Pull out each line of the material below that contains the word "glove", and copy it in full.

Record extracts —
════════════════════
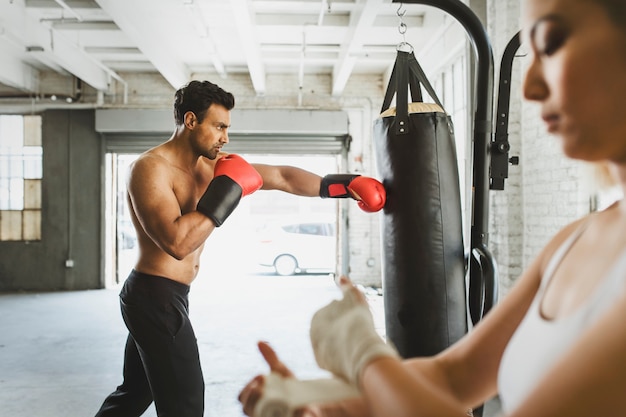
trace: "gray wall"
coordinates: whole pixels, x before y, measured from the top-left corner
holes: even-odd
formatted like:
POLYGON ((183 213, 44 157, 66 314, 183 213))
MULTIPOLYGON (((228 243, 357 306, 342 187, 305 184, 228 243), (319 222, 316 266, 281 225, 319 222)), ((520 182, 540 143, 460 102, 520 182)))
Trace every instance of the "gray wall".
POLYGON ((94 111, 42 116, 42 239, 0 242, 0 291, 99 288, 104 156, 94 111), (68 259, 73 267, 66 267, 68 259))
════════════════════
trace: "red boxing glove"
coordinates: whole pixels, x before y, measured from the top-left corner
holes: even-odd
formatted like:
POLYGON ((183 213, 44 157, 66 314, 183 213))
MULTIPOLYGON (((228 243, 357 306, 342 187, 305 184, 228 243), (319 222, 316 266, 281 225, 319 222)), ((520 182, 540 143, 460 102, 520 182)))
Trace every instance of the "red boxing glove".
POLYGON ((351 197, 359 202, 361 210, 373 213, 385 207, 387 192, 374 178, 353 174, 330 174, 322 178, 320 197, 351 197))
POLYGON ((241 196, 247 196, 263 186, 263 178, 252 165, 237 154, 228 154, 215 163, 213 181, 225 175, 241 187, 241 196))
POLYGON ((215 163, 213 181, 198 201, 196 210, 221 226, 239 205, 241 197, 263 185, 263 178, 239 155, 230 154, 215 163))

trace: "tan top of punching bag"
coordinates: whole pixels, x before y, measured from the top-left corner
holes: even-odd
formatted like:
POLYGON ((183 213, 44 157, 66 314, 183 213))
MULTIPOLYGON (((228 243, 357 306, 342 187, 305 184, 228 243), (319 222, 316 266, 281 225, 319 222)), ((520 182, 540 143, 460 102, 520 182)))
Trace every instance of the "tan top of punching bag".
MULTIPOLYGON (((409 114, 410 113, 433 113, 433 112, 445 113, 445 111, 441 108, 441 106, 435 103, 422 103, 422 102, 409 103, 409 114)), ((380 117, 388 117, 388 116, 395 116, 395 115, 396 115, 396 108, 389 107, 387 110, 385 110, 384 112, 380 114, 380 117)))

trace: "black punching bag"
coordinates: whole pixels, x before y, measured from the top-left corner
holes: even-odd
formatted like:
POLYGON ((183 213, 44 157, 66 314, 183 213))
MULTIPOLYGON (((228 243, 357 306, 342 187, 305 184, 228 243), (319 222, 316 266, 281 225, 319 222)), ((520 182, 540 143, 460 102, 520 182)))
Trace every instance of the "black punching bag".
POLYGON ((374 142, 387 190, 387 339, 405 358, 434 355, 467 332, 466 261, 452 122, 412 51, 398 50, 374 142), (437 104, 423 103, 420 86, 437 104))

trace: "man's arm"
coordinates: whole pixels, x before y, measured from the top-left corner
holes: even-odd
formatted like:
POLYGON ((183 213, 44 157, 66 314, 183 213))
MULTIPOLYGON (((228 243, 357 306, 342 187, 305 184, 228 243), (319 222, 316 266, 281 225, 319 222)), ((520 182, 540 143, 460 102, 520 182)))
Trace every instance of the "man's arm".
════════════════════
Solved exercise —
trace: "red boxing glove"
Trace every instance of the "red boxing glove".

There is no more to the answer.